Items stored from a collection
----------------

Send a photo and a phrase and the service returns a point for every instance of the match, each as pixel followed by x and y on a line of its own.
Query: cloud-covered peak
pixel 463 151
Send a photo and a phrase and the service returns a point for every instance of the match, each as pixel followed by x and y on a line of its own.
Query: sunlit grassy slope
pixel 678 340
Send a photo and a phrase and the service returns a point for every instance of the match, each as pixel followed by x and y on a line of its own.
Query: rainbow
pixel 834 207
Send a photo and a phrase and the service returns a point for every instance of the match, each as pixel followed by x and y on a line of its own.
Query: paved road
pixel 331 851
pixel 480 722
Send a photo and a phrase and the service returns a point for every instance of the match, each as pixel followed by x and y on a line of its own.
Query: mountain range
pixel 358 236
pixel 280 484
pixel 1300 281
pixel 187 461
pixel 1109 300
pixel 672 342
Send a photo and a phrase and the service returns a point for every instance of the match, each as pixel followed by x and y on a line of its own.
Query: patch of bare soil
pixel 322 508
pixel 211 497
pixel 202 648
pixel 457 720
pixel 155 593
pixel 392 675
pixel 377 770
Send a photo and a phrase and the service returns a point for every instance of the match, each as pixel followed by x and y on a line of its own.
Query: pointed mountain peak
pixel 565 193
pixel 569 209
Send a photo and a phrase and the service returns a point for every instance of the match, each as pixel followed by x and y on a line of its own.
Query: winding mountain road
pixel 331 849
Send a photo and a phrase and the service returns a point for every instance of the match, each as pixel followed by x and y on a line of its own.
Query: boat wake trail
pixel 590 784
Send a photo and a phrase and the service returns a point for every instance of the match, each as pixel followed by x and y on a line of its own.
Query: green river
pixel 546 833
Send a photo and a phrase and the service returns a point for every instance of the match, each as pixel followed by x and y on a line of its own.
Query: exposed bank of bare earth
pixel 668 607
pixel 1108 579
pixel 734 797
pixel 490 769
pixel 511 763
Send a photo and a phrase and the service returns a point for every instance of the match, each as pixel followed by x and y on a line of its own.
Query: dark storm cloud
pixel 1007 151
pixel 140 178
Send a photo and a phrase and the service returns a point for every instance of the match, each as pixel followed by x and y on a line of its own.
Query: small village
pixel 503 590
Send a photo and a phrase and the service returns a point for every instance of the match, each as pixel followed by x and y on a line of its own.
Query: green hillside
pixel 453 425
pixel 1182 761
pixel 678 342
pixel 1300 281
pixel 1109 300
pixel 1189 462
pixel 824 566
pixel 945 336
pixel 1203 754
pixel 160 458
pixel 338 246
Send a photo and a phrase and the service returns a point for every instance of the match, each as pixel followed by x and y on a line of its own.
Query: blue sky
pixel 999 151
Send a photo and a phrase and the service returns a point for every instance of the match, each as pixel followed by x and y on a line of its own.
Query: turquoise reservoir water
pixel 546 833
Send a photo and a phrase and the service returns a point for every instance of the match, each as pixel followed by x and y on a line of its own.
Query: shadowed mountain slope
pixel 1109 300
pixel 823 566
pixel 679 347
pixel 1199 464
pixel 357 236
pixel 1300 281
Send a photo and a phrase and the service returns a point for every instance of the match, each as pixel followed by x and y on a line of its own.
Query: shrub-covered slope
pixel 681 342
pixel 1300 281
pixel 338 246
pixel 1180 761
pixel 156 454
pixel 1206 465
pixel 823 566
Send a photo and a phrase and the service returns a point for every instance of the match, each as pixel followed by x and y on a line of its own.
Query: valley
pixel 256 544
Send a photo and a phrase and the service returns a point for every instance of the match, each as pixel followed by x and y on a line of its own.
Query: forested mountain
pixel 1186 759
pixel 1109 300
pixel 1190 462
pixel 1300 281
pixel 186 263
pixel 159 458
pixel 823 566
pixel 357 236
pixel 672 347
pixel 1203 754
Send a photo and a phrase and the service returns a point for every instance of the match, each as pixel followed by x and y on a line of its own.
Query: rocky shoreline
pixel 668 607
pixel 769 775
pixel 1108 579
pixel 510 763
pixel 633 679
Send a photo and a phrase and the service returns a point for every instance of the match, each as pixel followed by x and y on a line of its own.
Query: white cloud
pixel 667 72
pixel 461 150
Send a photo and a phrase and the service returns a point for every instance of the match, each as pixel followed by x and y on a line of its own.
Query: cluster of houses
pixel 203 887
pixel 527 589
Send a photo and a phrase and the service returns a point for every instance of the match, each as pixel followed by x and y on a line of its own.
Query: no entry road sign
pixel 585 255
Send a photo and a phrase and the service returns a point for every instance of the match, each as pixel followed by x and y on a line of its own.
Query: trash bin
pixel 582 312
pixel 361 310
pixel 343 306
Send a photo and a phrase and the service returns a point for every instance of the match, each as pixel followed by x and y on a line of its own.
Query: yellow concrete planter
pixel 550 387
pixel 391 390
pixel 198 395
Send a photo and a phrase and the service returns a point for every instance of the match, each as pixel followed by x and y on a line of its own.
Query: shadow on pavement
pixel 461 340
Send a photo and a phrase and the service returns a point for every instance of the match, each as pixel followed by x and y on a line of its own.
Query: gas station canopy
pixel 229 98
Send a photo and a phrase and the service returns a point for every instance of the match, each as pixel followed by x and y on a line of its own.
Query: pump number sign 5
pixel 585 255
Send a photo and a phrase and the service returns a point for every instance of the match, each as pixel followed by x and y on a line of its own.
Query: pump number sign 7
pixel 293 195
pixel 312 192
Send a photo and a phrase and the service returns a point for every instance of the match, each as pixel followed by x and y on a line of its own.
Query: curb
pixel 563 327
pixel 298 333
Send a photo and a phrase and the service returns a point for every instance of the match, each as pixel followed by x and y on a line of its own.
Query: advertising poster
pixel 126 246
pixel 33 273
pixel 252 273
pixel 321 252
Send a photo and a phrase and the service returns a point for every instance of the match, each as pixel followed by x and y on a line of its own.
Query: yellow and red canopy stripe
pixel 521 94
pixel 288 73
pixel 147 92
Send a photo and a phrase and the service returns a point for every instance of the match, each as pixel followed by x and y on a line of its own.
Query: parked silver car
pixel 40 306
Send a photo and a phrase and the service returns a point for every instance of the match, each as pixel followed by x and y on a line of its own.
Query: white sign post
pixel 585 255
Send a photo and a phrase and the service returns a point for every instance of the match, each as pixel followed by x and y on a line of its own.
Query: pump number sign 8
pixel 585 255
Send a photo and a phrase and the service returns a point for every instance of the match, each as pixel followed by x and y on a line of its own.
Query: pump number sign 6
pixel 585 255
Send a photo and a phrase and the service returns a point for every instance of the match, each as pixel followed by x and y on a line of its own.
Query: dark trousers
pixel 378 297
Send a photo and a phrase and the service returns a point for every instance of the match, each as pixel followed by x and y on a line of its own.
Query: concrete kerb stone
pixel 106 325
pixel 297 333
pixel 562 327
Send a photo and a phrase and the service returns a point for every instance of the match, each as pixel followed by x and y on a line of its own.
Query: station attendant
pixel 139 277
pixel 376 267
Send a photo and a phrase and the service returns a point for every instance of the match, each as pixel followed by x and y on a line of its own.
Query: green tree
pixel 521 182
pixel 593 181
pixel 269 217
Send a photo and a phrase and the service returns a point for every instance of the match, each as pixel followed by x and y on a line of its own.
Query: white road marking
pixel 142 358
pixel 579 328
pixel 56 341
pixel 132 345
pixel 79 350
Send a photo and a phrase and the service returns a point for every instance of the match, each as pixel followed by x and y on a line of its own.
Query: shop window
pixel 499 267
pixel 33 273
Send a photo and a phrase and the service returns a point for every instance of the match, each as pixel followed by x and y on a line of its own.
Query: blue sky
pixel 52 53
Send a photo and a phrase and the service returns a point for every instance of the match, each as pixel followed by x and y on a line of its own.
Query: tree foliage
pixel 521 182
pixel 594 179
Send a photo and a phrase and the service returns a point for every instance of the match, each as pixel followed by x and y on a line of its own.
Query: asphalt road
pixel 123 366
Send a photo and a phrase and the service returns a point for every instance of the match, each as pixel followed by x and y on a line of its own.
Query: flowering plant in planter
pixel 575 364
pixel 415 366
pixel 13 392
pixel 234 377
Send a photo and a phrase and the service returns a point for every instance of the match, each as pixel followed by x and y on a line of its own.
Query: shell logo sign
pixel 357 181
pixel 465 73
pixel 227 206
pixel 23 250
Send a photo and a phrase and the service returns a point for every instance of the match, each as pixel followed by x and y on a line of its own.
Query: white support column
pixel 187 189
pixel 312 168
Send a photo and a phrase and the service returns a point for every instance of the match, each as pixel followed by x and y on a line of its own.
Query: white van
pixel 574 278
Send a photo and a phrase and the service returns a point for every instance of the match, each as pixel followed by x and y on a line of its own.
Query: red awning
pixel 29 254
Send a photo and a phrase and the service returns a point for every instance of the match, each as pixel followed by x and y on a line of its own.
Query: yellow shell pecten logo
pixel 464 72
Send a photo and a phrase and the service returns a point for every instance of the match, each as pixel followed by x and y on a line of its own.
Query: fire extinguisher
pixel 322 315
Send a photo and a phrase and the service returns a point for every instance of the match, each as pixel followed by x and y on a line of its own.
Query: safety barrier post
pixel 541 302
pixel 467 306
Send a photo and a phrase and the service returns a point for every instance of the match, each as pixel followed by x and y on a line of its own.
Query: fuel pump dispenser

----------------

- The request: Recast the material as a JSON list of strings, one string per line and no blank lines, starting at its first line and ending at the line that contains "pixel 480 722".

- Task result:
[
  "Send a photo and a phrase and the service returns a point for every instance of the match, each as pixel followed by x and y on a line of its own.",
  "Query: cloud-covered peak",
  "pixel 463 151",
  "Send a photo and a phrase and the service returns a point for every instance of the match, each as pixel followed by x and y on a line of its own.",
  "Query: sunlit grassy slope",
  "pixel 678 340",
  "Send a photo and a phrase and the service returns a point for every instance of the match, each as pixel followed by x and y on a line of its own.",
  "Query: rainbow",
  "pixel 834 207",
  "Send a photo and a phrase and the service returns a point for every instance of the match, each as pixel followed by x and y on a line of its own.",
  "Query: paved road",
  "pixel 331 851",
  "pixel 480 722"
]